* Data to process *
━━━━━━━━━━
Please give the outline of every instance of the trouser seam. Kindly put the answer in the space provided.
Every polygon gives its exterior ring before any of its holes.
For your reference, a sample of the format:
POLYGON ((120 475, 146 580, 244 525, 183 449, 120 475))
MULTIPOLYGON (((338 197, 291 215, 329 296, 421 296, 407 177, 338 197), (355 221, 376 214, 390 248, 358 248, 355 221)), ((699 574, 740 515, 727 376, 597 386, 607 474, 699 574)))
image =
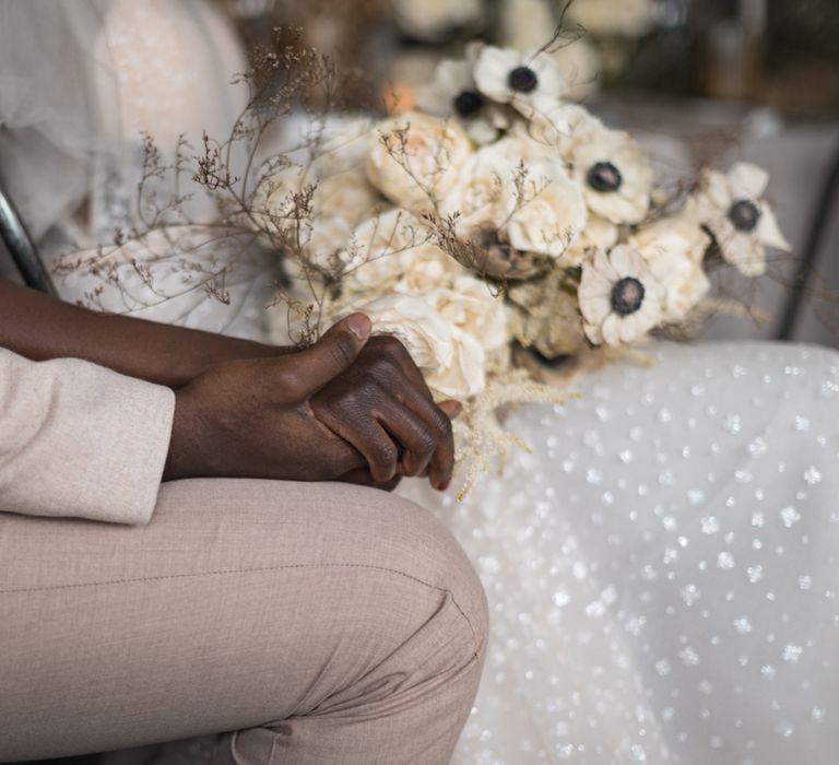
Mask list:
POLYGON ((475 656, 477 656, 477 652, 481 649, 480 640, 477 638, 477 633, 475 632, 475 627, 472 624, 472 621, 469 619, 465 611, 463 611, 457 598, 454 597, 454 593, 450 589, 446 587, 437 587, 436 585, 432 585, 430 582, 425 581, 420 577, 413 576, 412 574, 402 572, 399 568, 389 568, 388 566, 371 566, 369 564, 363 564, 363 563, 293 563, 293 564, 284 564, 280 566, 261 566, 257 568, 221 568, 217 570, 196 572, 192 574, 167 574, 165 576, 139 576, 139 577, 129 577, 125 579, 109 579, 106 581, 80 581, 72 585, 49 585, 46 587, 13 587, 9 589, 0 589, 0 595, 14 595, 14 593, 25 593, 25 592, 49 592, 52 590, 69 590, 69 589, 75 589, 81 587, 108 587, 111 585, 145 584, 145 582, 152 582, 152 581, 165 581, 167 579, 190 579, 190 578, 202 577, 202 576, 226 576, 231 574, 261 574, 261 573, 279 572, 279 570, 293 569, 293 568, 364 568, 367 570, 395 574, 397 576, 401 576, 401 577, 404 577, 405 579, 410 579, 420 585, 423 585, 423 587, 437 590, 438 592, 445 592, 451 598, 451 602, 454 603, 454 607, 458 609, 458 611, 460 611, 461 616, 463 616, 466 624, 469 625, 469 629, 472 633, 472 642, 475 646, 475 656))

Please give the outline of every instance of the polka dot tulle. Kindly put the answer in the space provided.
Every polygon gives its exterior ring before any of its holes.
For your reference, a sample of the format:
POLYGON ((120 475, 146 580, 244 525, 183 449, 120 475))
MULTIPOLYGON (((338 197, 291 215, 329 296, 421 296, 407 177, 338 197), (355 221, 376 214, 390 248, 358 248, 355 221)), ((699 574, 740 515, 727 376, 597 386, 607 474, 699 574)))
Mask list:
POLYGON ((564 408, 461 504, 486 586, 461 765, 817 765, 839 752, 839 355, 662 345, 564 408))

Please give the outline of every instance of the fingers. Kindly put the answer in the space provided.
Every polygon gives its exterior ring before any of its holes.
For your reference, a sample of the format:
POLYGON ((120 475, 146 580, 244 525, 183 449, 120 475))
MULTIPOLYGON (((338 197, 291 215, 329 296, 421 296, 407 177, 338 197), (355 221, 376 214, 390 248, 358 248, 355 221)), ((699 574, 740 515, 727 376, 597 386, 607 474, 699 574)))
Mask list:
POLYGON ((393 360, 409 382, 394 390, 395 397, 414 412, 437 438, 437 448, 428 463, 428 480, 435 489, 446 491, 451 483, 454 469, 451 420, 460 414, 462 407, 457 401, 445 401, 440 407, 434 403, 423 373, 399 340, 376 338, 375 342, 377 345, 379 343, 382 345, 382 351, 393 360))
POLYGON ((376 416, 398 447, 401 447, 397 467, 399 473, 406 476, 425 473, 437 449, 436 428, 395 398, 379 404, 376 416))
POLYGON ((311 348, 296 354, 303 398, 346 372, 358 357, 370 336, 371 323, 364 314, 351 314, 330 327, 311 348))
MULTIPOLYGON (((451 416, 415 387, 405 387, 400 390, 398 398, 409 411, 420 419, 424 428, 433 435, 435 448, 427 463, 428 481, 435 489, 441 492, 446 491, 451 483, 451 474, 454 470, 454 436, 451 416)), ((457 407, 460 407, 457 401, 447 402, 447 409, 452 412, 452 415, 457 407)))
POLYGON ((394 475, 387 483, 377 483, 373 480, 370 471, 367 468, 359 468, 358 470, 352 470, 348 473, 344 473, 338 479, 342 483, 353 483, 358 486, 370 486, 371 489, 378 489, 382 492, 392 492, 402 480, 401 475, 394 475))
POLYGON ((346 410, 318 408, 316 416, 358 451, 376 483, 388 483, 399 467, 399 447, 375 416, 347 416, 346 410))

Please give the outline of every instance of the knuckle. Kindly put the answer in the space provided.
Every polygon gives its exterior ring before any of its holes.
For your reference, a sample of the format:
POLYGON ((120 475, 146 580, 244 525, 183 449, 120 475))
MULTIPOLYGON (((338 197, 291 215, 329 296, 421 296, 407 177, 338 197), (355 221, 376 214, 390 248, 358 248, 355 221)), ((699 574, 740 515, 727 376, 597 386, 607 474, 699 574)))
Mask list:
POLYGON ((397 447, 390 442, 380 442, 374 449, 376 464, 387 470, 391 470, 395 466, 398 457, 397 447))
POLYGON ((435 410, 434 421, 441 438, 448 439, 452 437, 451 420, 449 420, 446 412, 440 409, 435 410))
POLYGON ((279 388, 291 398, 300 398, 306 393, 306 384, 296 369, 284 369, 277 380, 279 388))
POLYGON ((422 455, 429 455, 437 448, 437 436, 432 431, 423 428, 416 438, 417 450, 422 455))
POLYGON ((335 364, 342 367, 348 366, 355 360, 353 341, 343 332, 335 338, 330 346, 330 352, 335 364))

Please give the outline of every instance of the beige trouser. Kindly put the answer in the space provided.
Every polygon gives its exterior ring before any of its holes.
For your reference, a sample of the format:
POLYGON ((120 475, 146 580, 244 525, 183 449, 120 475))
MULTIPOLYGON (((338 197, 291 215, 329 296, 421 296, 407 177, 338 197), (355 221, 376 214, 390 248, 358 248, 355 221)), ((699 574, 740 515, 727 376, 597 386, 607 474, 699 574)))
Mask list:
POLYGON ((146 527, 0 513, 0 762, 221 733, 214 763, 445 763, 486 602, 373 490, 182 481, 146 527))

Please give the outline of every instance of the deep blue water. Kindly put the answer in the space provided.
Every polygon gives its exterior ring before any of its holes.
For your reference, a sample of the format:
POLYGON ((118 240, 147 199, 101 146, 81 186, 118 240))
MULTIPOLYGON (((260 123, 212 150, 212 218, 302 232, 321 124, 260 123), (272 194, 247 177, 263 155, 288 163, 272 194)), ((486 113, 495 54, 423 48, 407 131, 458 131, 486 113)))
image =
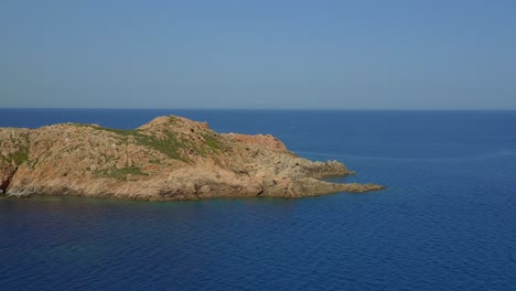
━━━━━━━━━━
* What needs to be done *
Rewrite the whole listing above, replacing every "Mask list" with "Outline list" and keeping everything else the same. Leave the pictures out.

* Task response *
Please give the outline of every instance of the trouser seam. Kindly put the answer in the space provided.
Every polygon gives its exterior ring before any of its holes.
For your reference, a sample of the format:
POLYGON ((120 475, 146 580, 244 525, 183 449, 120 475))
MULTIPOLYGON (((338 197, 291 215, 329 296, 421 296, 407 177, 338 197), (355 221, 376 214, 390 248, 358 248, 355 221)), ((699 574, 740 515, 727 376, 597 386, 607 474, 699 574)))
image =
Outline list:
POLYGON ((475 656, 477 656, 477 652, 481 649, 480 640, 477 638, 477 633, 475 632, 475 627, 472 624, 472 621, 469 619, 465 611, 463 611, 457 598, 454 597, 454 593, 450 589, 446 587, 437 587, 436 585, 432 585, 430 582, 425 581, 420 577, 413 576, 412 574, 402 572, 399 568, 389 568, 388 566, 371 566, 369 564, 363 564, 363 563, 293 563, 293 564, 284 564, 280 566, 261 566, 257 568, 221 568, 217 570, 196 572, 192 574, 167 574, 165 576, 139 576, 139 577, 129 577, 125 579, 109 579, 106 581, 80 581, 72 585, 49 585, 46 587, 13 587, 9 589, 0 589, 0 595, 14 595, 14 593, 25 593, 25 592, 49 592, 52 590, 69 590, 69 589, 75 589, 81 587, 108 587, 111 585, 145 584, 145 582, 152 582, 152 581, 165 581, 167 579, 190 579, 190 578, 202 577, 202 576, 226 576, 231 574, 261 574, 261 573, 279 572, 279 570, 293 569, 293 568, 364 568, 367 570, 395 574, 397 576, 401 576, 401 577, 404 577, 405 579, 410 579, 420 585, 423 585, 423 587, 437 590, 438 592, 445 592, 451 598, 451 602, 454 603, 454 607, 458 609, 458 611, 460 611, 461 616, 463 616, 466 624, 469 625, 469 629, 472 633, 472 642, 475 646, 475 656))

Please give the outline of every instance of the polka dot tulle. Kindly put the answer in the space provided.
Every polygon gives its exterior ring before any of its holes.
For your reference, a sample of the format:
POLYGON ((120 475, 146 580, 244 525, 183 449, 120 475))
MULTIPOLYGON (((338 197, 291 215, 329 296, 421 296, 407 177, 338 197), (355 221, 376 214, 390 248, 358 248, 355 221)), ((699 574, 740 515, 727 376, 597 386, 607 474, 699 574)))
Outline list:
POLYGON ((564 408, 461 504, 486 586, 461 765, 817 765, 839 752, 839 355, 662 345, 564 408))

Please give the outline of every instance of the fingers. Kindly put the answer in the space provided.
Every polygon gives its exterior ring before any of its holes.
For your reference, a sample of the format:
POLYGON ((120 475, 146 580, 244 525, 183 449, 120 475))
MULTIPOLYGON (((338 197, 291 215, 329 296, 421 296, 407 177, 338 197), (355 221, 376 214, 390 248, 358 248, 355 221)), ((699 574, 740 515, 727 376, 597 386, 607 474, 699 574)))
Outline list:
POLYGON ((393 360, 409 382, 394 390, 395 397, 414 412, 437 438, 437 448, 428 463, 428 480, 435 489, 446 491, 451 483, 454 469, 451 420, 460 414, 462 407, 457 401, 445 401, 440 407, 434 403, 423 373, 399 340, 376 338, 375 342, 377 345, 379 343, 382 345, 382 351, 393 360))
POLYGON ((376 416, 398 447, 401 447, 397 467, 399 473, 406 476, 425 473, 437 449, 436 428, 395 398, 379 404, 376 416))
POLYGON ((311 348, 296 354, 303 398, 346 372, 358 357, 370 336, 371 323, 364 314, 351 314, 330 327, 311 348))
MULTIPOLYGON (((451 416, 415 387, 405 387, 400 390, 398 398, 409 411, 420 419, 424 428, 433 435, 435 448, 427 463, 428 481, 435 489, 441 492, 446 491, 451 483, 451 474, 454 470, 454 436, 451 416)), ((457 407, 460 407, 457 401, 447 402, 447 409, 452 412, 452 415, 457 407)))
POLYGON ((394 475, 387 483, 377 483, 373 480, 370 471, 367 468, 359 468, 358 470, 352 470, 348 473, 344 473, 338 479, 342 483, 353 483, 358 486, 370 486, 371 489, 378 489, 382 492, 392 492, 402 480, 401 475, 394 475))
POLYGON ((346 410, 318 408, 316 416, 358 451, 376 483, 388 483, 399 467, 399 447, 375 416, 347 416, 346 410))

Please give the outline of every instance of the knuckle. Kindly put the answer in the space provided.
Every polygon gives its exterior ring before any of its holes.
For your reference, a sample of the format:
POLYGON ((120 475, 146 580, 244 525, 183 449, 120 475))
MULTIPOLYGON (((338 197, 291 215, 329 296, 421 296, 407 177, 338 197), (355 221, 376 214, 390 248, 358 248, 355 221)), ((699 574, 740 515, 727 376, 597 386, 607 474, 699 574)))
Outline list:
POLYGON ((397 447, 390 442, 380 442, 374 449, 376 464, 387 470, 391 470, 395 466, 398 457, 397 447))
POLYGON ((435 410, 434 421, 441 438, 448 439, 452 437, 451 420, 449 420, 446 412, 440 409, 435 410))
POLYGON ((279 388, 291 398, 300 398, 306 393, 306 384, 296 369, 284 369, 277 380, 279 388))
POLYGON ((422 455, 429 455, 437 448, 437 436, 432 431, 423 428, 416 438, 417 450, 422 455))
POLYGON ((335 364, 342 367, 348 366, 355 360, 353 341, 343 332, 335 338, 330 346, 330 352, 335 364))

Please give the outline of every instance of the beige trouser. Kindly put the answer in the space provided.
Every polygon gives its exterior ring before any of its holes.
For your reference, a sample of the format:
POLYGON ((120 475, 146 580, 244 525, 183 449, 120 475))
MULTIPOLYGON (((338 197, 291 215, 329 296, 421 296, 407 177, 338 197), (355 221, 376 214, 390 248, 358 248, 355 221)), ((699 574, 740 515, 727 376, 597 386, 607 474, 699 574)))
Outline list:
POLYGON ((146 527, 0 513, 0 762, 221 733, 214 763, 445 763, 486 602, 373 490, 182 481, 146 527))

Please give the outline of every instance of the deep blue water. Kindly put the answer in the space provided.
Every polygon gives its exterior ring before any of its holes.
For your reference, a sample of the format:
POLYGON ((118 240, 147 199, 101 146, 81 186, 118 240))
MULTIPOLYGON (((260 123, 212 150, 212 218, 302 232, 321 124, 260 123), (272 194, 247 177, 263 155, 288 163, 272 194)), ((486 113, 495 54, 423 48, 407 131, 458 131, 486 113)))
image =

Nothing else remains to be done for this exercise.